-- Stated task --
Copy every line of the records below word for word, but leave out the pictures.
— start of Material provided —
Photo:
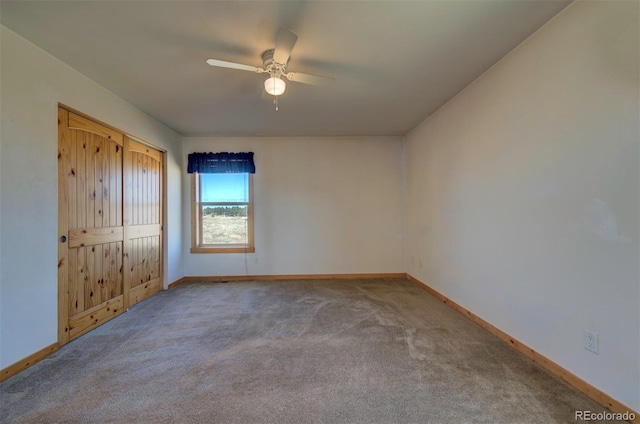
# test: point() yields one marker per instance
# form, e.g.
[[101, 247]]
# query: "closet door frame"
[[71, 326]]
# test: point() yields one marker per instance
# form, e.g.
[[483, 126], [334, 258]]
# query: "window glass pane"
[[224, 187], [223, 224]]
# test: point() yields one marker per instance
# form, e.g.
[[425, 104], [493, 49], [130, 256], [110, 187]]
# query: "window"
[[222, 213]]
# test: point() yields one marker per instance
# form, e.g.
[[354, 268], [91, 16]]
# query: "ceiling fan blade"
[[284, 44], [309, 79], [233, 65]]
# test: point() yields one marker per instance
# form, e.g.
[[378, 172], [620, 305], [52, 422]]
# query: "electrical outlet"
[[591, 341]]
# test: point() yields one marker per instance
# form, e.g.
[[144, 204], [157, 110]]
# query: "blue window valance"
[[221, 163]]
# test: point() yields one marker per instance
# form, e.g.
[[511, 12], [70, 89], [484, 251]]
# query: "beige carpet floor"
[[322, 351]]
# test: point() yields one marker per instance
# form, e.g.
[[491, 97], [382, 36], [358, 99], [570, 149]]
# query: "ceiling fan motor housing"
[[270, 65]]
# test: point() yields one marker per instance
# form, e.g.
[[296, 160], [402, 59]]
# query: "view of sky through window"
[[225, 188]]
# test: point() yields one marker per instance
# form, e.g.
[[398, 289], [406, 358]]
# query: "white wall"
[[32, 83], [322, 206], [522, 195]]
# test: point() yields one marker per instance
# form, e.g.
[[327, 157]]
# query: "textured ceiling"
[[394, 62]]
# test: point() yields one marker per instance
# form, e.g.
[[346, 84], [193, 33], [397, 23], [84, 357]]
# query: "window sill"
[[230, 249]]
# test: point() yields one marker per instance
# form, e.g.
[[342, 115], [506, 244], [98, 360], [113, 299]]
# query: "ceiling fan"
[[274, 63]]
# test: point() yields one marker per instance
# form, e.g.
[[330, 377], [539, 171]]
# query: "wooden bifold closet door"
[[109, 224]]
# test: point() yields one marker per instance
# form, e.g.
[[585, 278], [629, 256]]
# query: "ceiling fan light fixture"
[[274, 86]]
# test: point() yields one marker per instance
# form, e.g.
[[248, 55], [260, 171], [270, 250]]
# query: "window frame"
[[196, 222]]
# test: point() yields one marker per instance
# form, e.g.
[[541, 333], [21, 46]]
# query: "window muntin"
[[222, 212]]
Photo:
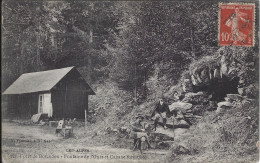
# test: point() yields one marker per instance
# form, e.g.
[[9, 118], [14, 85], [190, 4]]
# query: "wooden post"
[[85, 119]]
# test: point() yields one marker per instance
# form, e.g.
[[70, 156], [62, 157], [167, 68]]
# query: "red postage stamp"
[[236, 24]]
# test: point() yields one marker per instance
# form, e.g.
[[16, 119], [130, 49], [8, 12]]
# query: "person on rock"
[[138, 131], [161, 111]]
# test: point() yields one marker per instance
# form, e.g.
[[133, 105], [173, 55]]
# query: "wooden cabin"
[[61, 93]]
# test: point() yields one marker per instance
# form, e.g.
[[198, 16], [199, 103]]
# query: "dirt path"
[[39, 144]]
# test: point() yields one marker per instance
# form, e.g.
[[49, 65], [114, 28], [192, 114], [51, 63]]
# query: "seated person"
[[138, 131]]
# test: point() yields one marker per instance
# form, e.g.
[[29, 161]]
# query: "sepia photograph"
[[130, 81]]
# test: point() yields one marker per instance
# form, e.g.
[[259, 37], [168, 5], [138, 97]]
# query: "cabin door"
[[45, 105]]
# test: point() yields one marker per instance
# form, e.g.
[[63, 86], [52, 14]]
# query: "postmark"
[[236, 24]]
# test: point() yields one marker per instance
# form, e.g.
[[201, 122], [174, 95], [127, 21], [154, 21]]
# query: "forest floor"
[[28, 143], [31, 143]]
— end of Material provided —
-- Worked solution --
Photo:
# test: point() yields one marker per instance
# form, e.g.
[[101, 247]]
# query: "closet door frame"
[[71, 326]]
# test: point() yields one marker per instance
# form, e.g.
[[483, 126], [334, 258]]
# query: "window glass pane"
[[224, 187], [223, 224]]
# test: point() yields one marker per instance
# form, e.g.
[[425, 104], [493, 49], [130, 256], [110, 187]]
# query: "window"
[[222, 213]]
# test: point() yields one marker per instance
# form, e.g.
[[354, 268], [91, 16]]
# query: "ceiling fan blade"
[[284, 44], [309, 79], [233, 65]]
# test: point() yields one marker per instance
# form, e.g.
[[378, 172], [620, 305], [52, 422]]
# query: "electrical outlet"
[[591, 341]]
# test: point() yields one marker per instance
# form, e.g.
[[144, 204], [157, 110]]
# query: "blue window valance"
[[221, 163]]
# test: point() yields one marker per instance
# form, e.g.
[[511, 12], [70, 89], [484, 251]]
# query: "beige carpet floor"
[[322, 351]]
# test: point() yields one marker per instance
# form, e.g.
[[491, 97], [382, 36], [358, 99], [570, 149]]
# query: "ceiling fan motor housing"
[[270, 65]]
# test: point() yields one marker per instance
# form, e.g.
[[296, 160], [402, 59]]
# query: "view of sky through window"
[[225, 188]]
# test: point() yields one marker per instance
# form, e.g.
[[398, 289], [406, 358]]
# query: "white wall"
[[32, 83], [322, 206], [522, 195]]
# test: point() yields one marker per instance
# form, e.g.
[[327, 157]]
# query: "textured ceiling"
[[394, 62]]
# test: point() yields one marker per instance
# form, e.g.
[[346, 84], [193, 33], [397, 23], [84, 357]]
# query: "window sill"
[[230, 249]]
# test: point() yields one marker per instance
# form, e.g.
[[342, 115], [506, 244], [98, 360], [113, 299]]
# query: "ceiling fan"
[[274, 63]]
# test: point() yields one marker per instance
# form, e.g.
[[330, 377], [539, 171]]
# query: "wooden bifold closet door"
[[109, 224]]
# test: point() yields one marker per instance
# form, e.g.
[[585, 278], [629, 256]]
# query: "ceiling fan light fixture"
[[274, 86]]
# test: point() yields one marker per instance
# form, e.g.
[[248, 55], [260, 171], [270, 250]]
# query: "window frame"
[[196, 222]]
# test: point() yields one marker per instance
# form, e.g.
[[541, 333], [21, 46]]
# query: "window muntin"
[[222, 212]]
Photo:
# test: point() yields one marker per instance
# form, e.g.
[[9, 118], [14, 85], [190, 4]]
# query: "wooden post"
[[85, 119]]
# test: point() yields one marker per instance
# form, e.g.
[[70, 156], [62, 157], [167, 68]]
# query: "red postage stamp"
[[236, 24]]
# test: point() yields one marker per instance
# form, e.g.
[[16, 119], [130, 49], [8, 12]]
# query: "person on rock"
[[138, 131], [161, 111]]
# test: point() yields one marker per instance
# form, e.g.
[[133, 105], [173, 55]]
# query: "wooden cabin"
[[61, 93]]
# test: point() yields one marker per instance
# form, e.g.
[[198, 16], [199, 103]]
# query: "dirt path"
[[39, 144]]
# test: point() yields one marker per instance
# form, e.g.
[[49, 65], [114, 28], [192, 114], [51, 63]]
# query: "seated person"
[[138, 131]]
# test: point() yields one marker per instance
# form, e.g.
[[29, 161]]
# query: "sepia photograph"
[[130, 81]]
# test: point() yields one marker per instance
# form, e.g.
[[259, 37], [168, 5], [138, 97]]
# query: "cabin door"
[[45, 105]]
# test: point() yields one marker per instance
# form, e.g.
[[63, 86], [52, 14]]
# query: "postmark"
[[236, 24]]
# test: point() yields one marker per instance
# form, e.g.
[[201, 122], [174, 95], [127, 21], [154, 21]]
# query: "forest floor"
[[28, 143], [31, 143]]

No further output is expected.